-- RECORDS SUPPLIED --
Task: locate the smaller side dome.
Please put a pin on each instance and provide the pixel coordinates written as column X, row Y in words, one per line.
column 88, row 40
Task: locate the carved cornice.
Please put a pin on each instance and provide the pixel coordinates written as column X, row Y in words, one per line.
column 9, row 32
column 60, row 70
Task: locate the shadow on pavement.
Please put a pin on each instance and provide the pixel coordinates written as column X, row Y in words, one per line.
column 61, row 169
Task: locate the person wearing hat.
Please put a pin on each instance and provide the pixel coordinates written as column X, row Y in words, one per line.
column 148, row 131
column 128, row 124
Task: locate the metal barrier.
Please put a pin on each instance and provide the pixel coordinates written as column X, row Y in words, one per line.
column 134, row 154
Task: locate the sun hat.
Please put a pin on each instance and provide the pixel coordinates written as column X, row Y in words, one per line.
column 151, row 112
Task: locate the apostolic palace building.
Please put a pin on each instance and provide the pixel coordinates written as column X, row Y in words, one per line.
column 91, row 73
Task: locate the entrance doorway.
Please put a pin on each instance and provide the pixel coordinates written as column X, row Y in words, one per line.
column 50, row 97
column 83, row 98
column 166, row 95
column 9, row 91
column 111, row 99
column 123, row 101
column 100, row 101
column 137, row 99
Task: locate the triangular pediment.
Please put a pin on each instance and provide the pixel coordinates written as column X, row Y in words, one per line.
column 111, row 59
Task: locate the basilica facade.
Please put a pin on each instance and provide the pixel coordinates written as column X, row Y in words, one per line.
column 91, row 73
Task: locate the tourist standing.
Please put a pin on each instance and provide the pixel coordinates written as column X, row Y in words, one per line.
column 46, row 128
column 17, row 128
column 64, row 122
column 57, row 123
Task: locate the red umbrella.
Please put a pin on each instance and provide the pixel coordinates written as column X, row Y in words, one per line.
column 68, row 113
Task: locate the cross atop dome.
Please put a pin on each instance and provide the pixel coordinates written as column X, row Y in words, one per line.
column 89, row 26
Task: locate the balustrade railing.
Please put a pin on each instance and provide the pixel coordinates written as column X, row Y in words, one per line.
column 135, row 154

-- TASK DESCRIPTION --
Each line in the data that holds the string "dome" must be returned.

-- EXERCISE ANSWER --
Task: locate the smaller side dome.
Task: locate the cross atop dome.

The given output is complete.